# Omg  cuter than cute



## ILuvCowparsely (19 January 2014)

This is adorable   [youtube]-Jv7X-SYxUk[/youtube]


----------



## hobo (19 January 2014)

Brilliant very cute.


----------



## LeannePip (19 January 2014)

That is brilliant!


----------



## Meowy Catkin (19 January 2014)

That was very funny. Thanks for posting.


----------



## sarahann1 (19 January 2014)

Aww so cute, and goes a long way to explain why cats are prone to getting stuck in stupid places!


----------



## sandi_84 (20 January 2014)

Ha ha! I was wondering if this was the one where the cat takes a flying slide to get into the box!  Love this video, near ended myself belly laughing the first time I saw it


----------



## NellRosk (20 January 2014)

Well that's just cheered me up at work! Hilarious!


----------



## Cheiro1 (20 January 2014)

Absolutely brilliant, love it!


----------



## angelish (20 January 2014)

[Point placement records]
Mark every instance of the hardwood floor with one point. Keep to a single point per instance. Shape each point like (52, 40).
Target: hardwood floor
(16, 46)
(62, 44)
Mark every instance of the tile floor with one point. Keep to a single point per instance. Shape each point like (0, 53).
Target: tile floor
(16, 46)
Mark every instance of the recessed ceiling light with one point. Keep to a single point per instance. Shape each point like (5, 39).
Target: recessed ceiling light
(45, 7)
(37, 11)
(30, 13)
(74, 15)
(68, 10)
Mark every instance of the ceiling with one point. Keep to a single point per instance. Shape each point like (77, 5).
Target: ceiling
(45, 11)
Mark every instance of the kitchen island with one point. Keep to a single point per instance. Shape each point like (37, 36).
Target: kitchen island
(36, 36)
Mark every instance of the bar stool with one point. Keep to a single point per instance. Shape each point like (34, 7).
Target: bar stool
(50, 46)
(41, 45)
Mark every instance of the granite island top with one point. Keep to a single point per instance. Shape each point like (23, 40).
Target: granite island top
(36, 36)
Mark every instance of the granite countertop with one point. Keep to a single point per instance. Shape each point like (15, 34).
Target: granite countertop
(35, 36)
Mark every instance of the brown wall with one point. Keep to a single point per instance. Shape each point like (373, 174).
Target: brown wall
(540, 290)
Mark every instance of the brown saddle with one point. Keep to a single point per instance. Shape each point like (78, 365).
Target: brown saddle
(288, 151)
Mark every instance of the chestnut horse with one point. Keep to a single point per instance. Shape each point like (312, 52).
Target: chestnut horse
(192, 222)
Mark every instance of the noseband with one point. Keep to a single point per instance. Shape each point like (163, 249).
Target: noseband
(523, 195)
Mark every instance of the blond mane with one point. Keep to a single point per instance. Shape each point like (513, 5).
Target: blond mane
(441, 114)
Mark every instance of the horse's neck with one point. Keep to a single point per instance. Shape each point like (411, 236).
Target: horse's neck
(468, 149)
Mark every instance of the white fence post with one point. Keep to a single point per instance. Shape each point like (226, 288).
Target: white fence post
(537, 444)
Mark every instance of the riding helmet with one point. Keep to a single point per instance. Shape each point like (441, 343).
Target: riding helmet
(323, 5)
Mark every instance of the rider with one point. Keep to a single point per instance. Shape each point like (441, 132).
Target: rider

__Problems to work on__
1: Answer these questions using the forum thread about the cute video:
(a) Who started the thread, and on what date?
(b) According to sarahann1, what does the video go a long way to explain?
(c) Where was NellRosk when the video cheered them up?
2: Extract the part of the forum thread from "Ha ha! I was" up to and including "at work! Hilarious!".
3: Extend the forum thread about the cute video, picking up from the point where it stops.
These entries were drawn from a different source than the forum thread.

__Answers for the tasks__
1:
(a) ILuvCowparsely started it on 19 January 2014.
(b) It helps explain why cats are prone to getting stuck in stupid places.
(c) NellRosk was at work.

2:
Ha ha! I was wondering if this was the one where the cat takes a flying slide to get into the box!  Love this video, near ended myself belly laughing the first time I saw it


----------



## NellRosk (20 January 2014)

Well that's just cheered me up at work! Hilarious!

3:
aww  thanks for posting thats the first thing thats made me smile all day


----------



## splashgirl45 (20 January 2014)

brilliant!!!!!!!


----------



## E13 (20 January 2014)

Brilliant video!


----------



## _GG_ (20 January 2014)

Me and Dan just had a reet good giggle at that, thanks  x


----------



## Honey08 (21 January 2014)

Very funny.  

Loved the one of the cat at the end trapping his friend in a box! And the cat that was pulled out of a vase and then jumped back in.


----------



## flirtygerty (21 January 2014)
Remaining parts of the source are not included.